Solution=switch to PyRanges, or use function below.

2
Entering edit mode
19 months ago
Bosberg ▴ 50

Thanks to Rongxin for putting me on the right track here. I wrote the following function in case anyone encounters this in the future (editted March 22 to account for the fact that bedtools assumes base-0 start position; if anyone encounters problems with this, please reply and ping me.):

library(GenomicRanges)
library(bedtoolsr)
# Written by bosberg on Biostars, March 22, 2021. Free to use for scholarly purposes.

GRanges_subtract <- function( gr1, gr2 )
{
# Subtract GRange object gr2 from gr1, but unlike setdiff, preserve individual
# ranges in gr1
df_1 = data.frame( seqnames=seqnames(gr1), start=start(gr1)-1, end=end(gr1), strand=strand(gr1), mcols( gr1 ) )
df_2 = data.frame( seqnames=seqnames(gr2), start=start(gr2)-1, end=end(gr2), strand=strand(gr2), mcols( gr2 ) )
#                                                          ^ -1 --> convert to base-0 start for bedtools
result = bedtoolsr::bt.subtract(df_1, df_2)

DATASET RECORDS

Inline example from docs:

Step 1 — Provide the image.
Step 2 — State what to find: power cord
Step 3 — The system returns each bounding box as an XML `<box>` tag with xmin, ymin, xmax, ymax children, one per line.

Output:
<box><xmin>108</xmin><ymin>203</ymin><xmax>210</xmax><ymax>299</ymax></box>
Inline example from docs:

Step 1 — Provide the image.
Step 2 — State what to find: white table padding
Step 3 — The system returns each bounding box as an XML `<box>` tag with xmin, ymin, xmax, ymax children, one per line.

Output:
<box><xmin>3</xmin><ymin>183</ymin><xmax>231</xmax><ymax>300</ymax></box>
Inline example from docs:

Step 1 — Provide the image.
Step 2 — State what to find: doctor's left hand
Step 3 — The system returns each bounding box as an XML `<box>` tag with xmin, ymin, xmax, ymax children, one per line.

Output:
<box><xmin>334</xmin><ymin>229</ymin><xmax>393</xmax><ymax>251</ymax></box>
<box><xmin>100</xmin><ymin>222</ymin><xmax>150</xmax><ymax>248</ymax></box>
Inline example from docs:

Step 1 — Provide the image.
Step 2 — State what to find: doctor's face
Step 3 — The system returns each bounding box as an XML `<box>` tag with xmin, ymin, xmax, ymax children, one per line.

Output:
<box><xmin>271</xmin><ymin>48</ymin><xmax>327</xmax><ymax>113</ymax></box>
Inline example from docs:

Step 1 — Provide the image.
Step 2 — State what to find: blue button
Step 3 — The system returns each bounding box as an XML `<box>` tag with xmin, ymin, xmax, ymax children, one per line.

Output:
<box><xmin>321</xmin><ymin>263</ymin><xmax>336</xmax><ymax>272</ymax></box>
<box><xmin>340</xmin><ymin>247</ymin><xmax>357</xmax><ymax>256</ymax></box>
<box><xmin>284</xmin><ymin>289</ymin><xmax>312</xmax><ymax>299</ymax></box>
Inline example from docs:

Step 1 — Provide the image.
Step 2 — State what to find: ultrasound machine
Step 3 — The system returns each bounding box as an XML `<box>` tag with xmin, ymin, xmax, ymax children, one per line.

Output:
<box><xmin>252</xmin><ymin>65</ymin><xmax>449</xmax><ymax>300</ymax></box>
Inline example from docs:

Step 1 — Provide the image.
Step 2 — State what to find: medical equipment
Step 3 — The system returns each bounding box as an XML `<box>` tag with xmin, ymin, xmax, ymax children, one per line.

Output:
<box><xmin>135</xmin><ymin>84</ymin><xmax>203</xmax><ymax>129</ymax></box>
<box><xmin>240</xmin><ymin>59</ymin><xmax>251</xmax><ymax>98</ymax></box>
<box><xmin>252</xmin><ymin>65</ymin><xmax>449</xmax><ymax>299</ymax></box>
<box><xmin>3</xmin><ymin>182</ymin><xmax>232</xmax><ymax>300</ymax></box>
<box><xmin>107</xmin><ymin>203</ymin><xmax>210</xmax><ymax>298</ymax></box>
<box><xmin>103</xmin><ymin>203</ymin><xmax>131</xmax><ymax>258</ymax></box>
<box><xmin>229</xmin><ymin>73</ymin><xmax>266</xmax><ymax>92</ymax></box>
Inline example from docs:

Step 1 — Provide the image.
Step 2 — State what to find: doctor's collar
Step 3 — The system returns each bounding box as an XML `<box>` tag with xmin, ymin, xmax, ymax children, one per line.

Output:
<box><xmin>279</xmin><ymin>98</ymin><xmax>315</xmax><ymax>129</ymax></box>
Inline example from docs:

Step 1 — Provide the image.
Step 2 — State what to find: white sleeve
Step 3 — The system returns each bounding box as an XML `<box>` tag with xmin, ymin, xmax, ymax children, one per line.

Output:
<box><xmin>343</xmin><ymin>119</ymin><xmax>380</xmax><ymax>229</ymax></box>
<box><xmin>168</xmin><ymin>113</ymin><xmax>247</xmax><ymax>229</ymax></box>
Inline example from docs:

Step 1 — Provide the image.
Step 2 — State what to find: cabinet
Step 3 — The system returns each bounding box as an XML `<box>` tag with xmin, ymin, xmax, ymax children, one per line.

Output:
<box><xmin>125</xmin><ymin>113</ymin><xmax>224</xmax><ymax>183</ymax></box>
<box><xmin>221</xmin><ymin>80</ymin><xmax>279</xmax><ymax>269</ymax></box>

EXERCISE BRIEF
In the forum post about subtracting GRanges objects, why does the function subtract 1 from the start positions?

ANSWER TO THE PROBLEM
To convert the start positions to base-0, which bedtools assumes.